### What you have to do
Please copy out the records that follow, word for word.

Stored items from a collection
- Opening Delimiter -

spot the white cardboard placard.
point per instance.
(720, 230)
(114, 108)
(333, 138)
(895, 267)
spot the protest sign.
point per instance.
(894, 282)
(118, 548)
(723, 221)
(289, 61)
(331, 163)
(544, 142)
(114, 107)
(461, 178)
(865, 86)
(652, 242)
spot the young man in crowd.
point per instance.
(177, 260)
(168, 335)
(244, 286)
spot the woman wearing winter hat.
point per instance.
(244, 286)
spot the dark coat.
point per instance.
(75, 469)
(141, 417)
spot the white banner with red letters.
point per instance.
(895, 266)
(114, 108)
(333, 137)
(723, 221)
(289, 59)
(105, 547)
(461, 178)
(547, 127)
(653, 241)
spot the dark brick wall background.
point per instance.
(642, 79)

- Closing Delimiter -

### Answer box
spot the white cardboard placard.
point per instance.
(720, 230)
(114, 108)
(333, 138)
(895, 267)
spot the protest sign.
point per instance.
(894, 282)
(118, 548)
(723, 221)
(289, 61)
(331, 163)
(544, 142)
(114, 107)
(461, 178)
(865, 86)
(652, 242)
spot the young man in crowd.
point per instance.
(177, 260)
(168, 335)
(244, 286)
spot the woman wearing winter hat.
point per instance.
(244, 286)
spot the dark coat.
point per instance.
(75, 469)
(141, 417)
spot the white banner with red letters.
point per instance.
(895, 266)
(114, 108)
(333, 137)
(723, 221)
(289, 59)
(105, 547)
(461, 178)
(547, 127)
(653, 241)
spot the dark brick wall background.
point per instance.
(642, 79)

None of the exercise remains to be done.